# Your assignment:
Transcribe the data that follows without changing a word, and omit the pictures.

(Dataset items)
==*==

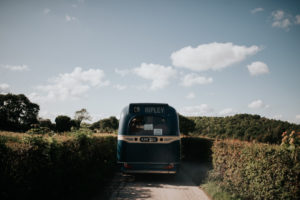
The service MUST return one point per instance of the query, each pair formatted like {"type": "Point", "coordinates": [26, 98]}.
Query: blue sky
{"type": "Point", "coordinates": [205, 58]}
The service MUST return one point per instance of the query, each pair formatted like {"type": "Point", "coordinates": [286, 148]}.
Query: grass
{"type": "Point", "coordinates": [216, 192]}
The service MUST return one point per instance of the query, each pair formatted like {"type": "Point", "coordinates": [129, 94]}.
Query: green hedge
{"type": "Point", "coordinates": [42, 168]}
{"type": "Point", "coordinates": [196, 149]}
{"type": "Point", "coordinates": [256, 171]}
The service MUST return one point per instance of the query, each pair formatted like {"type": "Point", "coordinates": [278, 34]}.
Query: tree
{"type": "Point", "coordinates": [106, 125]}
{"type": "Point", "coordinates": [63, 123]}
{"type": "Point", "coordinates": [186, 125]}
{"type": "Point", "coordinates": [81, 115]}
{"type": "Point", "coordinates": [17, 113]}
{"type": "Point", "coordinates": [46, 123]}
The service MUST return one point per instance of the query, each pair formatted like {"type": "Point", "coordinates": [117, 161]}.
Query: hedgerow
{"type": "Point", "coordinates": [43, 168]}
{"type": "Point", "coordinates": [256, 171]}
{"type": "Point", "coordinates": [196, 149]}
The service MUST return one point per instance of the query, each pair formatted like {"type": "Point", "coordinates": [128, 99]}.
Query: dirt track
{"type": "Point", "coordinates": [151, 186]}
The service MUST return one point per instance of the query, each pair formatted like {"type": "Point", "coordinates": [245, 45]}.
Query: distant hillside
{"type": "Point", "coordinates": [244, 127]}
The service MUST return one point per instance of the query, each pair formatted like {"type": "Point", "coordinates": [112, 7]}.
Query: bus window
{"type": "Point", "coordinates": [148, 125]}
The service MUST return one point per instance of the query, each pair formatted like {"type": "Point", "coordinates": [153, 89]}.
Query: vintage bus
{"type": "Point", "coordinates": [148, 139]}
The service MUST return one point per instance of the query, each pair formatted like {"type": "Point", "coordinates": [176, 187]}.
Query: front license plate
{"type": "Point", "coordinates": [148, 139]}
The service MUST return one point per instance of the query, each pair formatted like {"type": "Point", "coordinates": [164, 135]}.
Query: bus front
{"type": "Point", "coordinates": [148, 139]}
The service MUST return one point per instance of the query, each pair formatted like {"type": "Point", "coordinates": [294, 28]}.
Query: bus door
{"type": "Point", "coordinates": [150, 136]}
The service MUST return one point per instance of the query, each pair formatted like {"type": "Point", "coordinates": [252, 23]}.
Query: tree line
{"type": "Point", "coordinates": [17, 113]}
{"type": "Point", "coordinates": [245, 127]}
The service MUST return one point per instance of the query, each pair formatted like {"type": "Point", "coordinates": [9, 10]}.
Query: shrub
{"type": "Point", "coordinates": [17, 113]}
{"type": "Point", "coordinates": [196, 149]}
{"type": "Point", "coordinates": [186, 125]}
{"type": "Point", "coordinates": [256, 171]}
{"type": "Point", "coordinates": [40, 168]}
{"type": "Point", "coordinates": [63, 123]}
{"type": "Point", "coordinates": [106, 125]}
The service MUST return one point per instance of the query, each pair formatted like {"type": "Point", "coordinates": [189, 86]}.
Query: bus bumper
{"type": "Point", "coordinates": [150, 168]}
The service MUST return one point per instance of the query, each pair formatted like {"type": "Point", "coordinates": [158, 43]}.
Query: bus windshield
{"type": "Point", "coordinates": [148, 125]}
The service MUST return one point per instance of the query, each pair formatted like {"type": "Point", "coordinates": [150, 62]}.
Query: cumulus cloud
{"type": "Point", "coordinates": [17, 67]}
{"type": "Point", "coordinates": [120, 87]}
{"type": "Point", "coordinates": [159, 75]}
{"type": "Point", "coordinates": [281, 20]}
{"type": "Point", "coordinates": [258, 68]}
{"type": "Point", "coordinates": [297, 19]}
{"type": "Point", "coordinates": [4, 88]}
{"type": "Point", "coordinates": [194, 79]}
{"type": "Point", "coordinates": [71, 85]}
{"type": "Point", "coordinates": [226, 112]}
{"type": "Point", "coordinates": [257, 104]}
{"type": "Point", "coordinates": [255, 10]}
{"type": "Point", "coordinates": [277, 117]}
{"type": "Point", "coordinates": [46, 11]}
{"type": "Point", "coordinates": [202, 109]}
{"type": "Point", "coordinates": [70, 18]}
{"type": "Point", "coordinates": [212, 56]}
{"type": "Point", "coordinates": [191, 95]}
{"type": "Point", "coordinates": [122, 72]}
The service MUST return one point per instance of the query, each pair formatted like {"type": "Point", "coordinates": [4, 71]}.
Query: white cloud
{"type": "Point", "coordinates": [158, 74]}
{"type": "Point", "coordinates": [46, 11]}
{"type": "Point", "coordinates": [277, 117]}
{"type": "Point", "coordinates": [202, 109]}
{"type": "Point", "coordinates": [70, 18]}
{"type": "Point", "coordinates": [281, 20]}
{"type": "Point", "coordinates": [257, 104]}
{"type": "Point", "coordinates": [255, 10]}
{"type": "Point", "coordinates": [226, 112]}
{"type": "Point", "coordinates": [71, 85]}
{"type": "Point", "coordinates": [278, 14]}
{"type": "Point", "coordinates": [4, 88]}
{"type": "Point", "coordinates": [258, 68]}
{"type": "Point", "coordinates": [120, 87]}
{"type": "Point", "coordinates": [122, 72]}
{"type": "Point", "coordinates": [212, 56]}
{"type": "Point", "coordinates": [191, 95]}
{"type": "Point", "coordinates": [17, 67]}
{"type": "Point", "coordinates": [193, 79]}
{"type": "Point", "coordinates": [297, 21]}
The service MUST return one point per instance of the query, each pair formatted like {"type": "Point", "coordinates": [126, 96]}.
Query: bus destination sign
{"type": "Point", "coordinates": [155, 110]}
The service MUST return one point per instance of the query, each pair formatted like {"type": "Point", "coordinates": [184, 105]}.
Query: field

==*==

# Solution to the exercise:
The service MUST return one point per instance of the query, each pair formatted like {"type": "Point", "coordinates": [26, 98]}.
Query: blue sky
{"type": "Point", "coordinates": [205, 58]}
The service MUST return one point per instance of the query, each pair formatted like {"type": "Point", "coordinates": [286, 148]}.
Query: grass
{"type": "Point", "coordinates": [216, 192]}
The service MUST return one point per instance of the query, each pair formatted like {"type": "Point", "coordinates": [129, 94]}.
Query: green hedge
{"type": "Point", "coordinates": [42, 168]}
{"type": "Point", "coordinates": [196, 149]}
{"type": "Point", "coordinates": [256, 171]}
The service MUST return one point per instance of the query, each pair formatted like {"type": "Point", "coordinates": [278, 34]}.
Query: tree
{"type": "Point", "coordinates": [106, 125]}
{"type": "Point", "coordinates": [63, 123]}
{"type": "Point", "coordinates": [186, 125]}
{"type": "Point", "coordinates": [81, 115]}
{"type": "Point", "coordinates": [17, 113]}
{"type": "Point", "coordinates": [46, 123]}
The service MUST return one point per instance of the query, each pair formatted like {"type": "Point", "coordinates": [117, 161]}.
Query: hedgerow
{"type": "Point", "coordinates": [43, 168]}
{"type": "Point", "coordinates": [256, 171]}
{"type": "Point", "coordinates": [196, 149]}
The service MUST return one point per instance of the query, each pair formatted like {"type": "Point", "coordinates": [128, 99]}.
Query: dirt track
{"type": "Point", "coordinates": [151, 186]}
The service MUST return one point per instance of the query, each pair formatted like {"type": "Point", "coordinates": [245, 45]}.
Query: distant hillside
{"type": "Point", "coordinates": [244, 127]}
The service MUST return one point per instance of the query, each pair formatted like {"type": "Point", "coordinates": [112, 7]}.
Query: bus window
{"type": "Point", "coordinates": [148, 125]}
The service MUST return one point per instance of the query, each pair formatted like {"type": "Point", "coordinates": [153, 89]}.
Query: vintage bus
{"type": "Point", "coordinates": [148, 139]}
The service MUST return one point per instance of the query, each pair formatted like {"type": "Point", "coordinates": [176, 187]}.
Query: front license plate
{"type": "Point", "coordinates": [148, 139]}
The service MUST return one point per instance of the query, each pair formatted like {"type": "Point", "coordinates": [164, 135]}.
Query: bus front
{"type": "Point", "coordinates": [148, 139]}
The service MUST return one point per instance of the query, each pair formatted like {"type": "Point", "coordinates": [294, 28]}.
Query: bus door
{"type": "Point", "coordinates": [150, 136]}
The service MUST return one point per instance of the query, each pair formatted like {"type": "Point", "coordinates": [252, 23]}.
Query: tree line
{"type": "Point", "coordinates": [17, 113]}
{"type": "Point", "coordinates": [245, 127]}
The service MUST return one point per instance of the query, each pair formatted like {"type": "Point", "coordinates": [9, 10]}.
Query: shrub
{"type": "Point", "coordinates": [17, 113]}
{"type": "Point", "coordinates": [196, 149]}
{"type": "Point", "coordinates": [186, 125]}
{"type": "Point", "coordinates": [256, 171]}
{"type": "Point", "coordinates": [40, 168]}
{"type": "Point", "coordinates": [63, 123]}
{"type": "Point", "coordinates": [106, 125]}
The service MUST return one point per instance of the query, each pair formatted like {"type": "Point", "coordinates": [189, 86]}.
Query: bus bumper
{"type": "Point", "coordinates": [150, 168]}
The service MUST return one point per instance of the query, each pair formatted like {"type": "Point", "coordinates": [158, 43]}.
Query: bus windshield
{"type": "Point", "coordinates": [148, 125]}
The service MUST return one point per instance of the query, each pair formatted like {"type": "Point", "coordinates": [150, 62]}.
Query: cumulus cloud
{"type": "Point", "coordinates": [17, 67]}
{"type": "Point", "coordinates": [120, 87]}
{"type": "Point", "coordinates": [159, 75]}
{"type": "Point", "coordinates": [281, 20]}
{"type": "Point", "coordinates": [258, 68]}
{"type": "Point", "coordinates": [297, 19]}
{"type": "Point", "coordinates": [4, 88]}
{"type": "Point", "coordinates": [194, 79]}
{"type": "Point", "coordinates": [71, 85]}
{"type": "Point", "coordinates": [226, 112]}
{"type": "Point", "coordinates": [257, 104]}
{"type": "Point", "coordinates": [255, 10]}
{"type": "Point", "coordinates": [277, 117]}
{"type": "Point", "coordinates": [46, 11]}
{"type": "Point", "coordinates": [202, 109]}
{"type": "Point", "coordinates": [70, 18]}
{"type": "Point", "coordinates": [212, 56]}
{"type": "Point", "coordinates": [191, 95]}
{"type": "Point", "coordinates": [122, 72]}
The service MUST return one point per instance of the query, each pair formatted like {"type": "Point", "coordinates": [4, 71]}.
Query: white cloud
{"type": "Point", "coordinates": [158, 74]}
{"type": "Point", "coordinates": [46, 11]}
{"type": "Point", "coordinates": [277, 117]}
{"type": "Point", "coordinates": [202, 109]}
{"type": "Point", "coordinates": [70, 18]}
{"type": "Point", "coordinates": [281, 20]}
{"type": "Point", "coordinates": [257, 104]}
{"type": "Point", "coordinates": [255, 10]}
{"type": "Point", "coordinates": [226, 112]}
{"type": "Point", "coordinates": [71, 85]}
{"type": "Point", "coordinates": [278, 14]}
{"type": "Point", "coordinates": [4, 88]}
{"type": "Point", "coordinates": [258, 68]}
{"type": "Point", "coordinates": [120, 87]}
{"type": "Point", "coordinates": [122, 72]}
{"type": "Point", "coordinates": [212, 56]}
{"type": "Point", "coordinates": [191, 95]}
{"type": "Point", "coordinates": [17, 67]}
{"type": "Point", "coordinates": [193, 79]}
{"type": "Point", "coordinates": [297, 21]}
The service MUST return one point per instance of the query, each pair formatted like {"type": "Point", "coordinates": [126, 96]}.
Query: bus destination sign
{"type": "Point", "coordinates": [155, 110]}
The service MUST return one point per instance of the query, each pair formatted like {"type": "Point", "coordinates": [184, 105]}.
Query: field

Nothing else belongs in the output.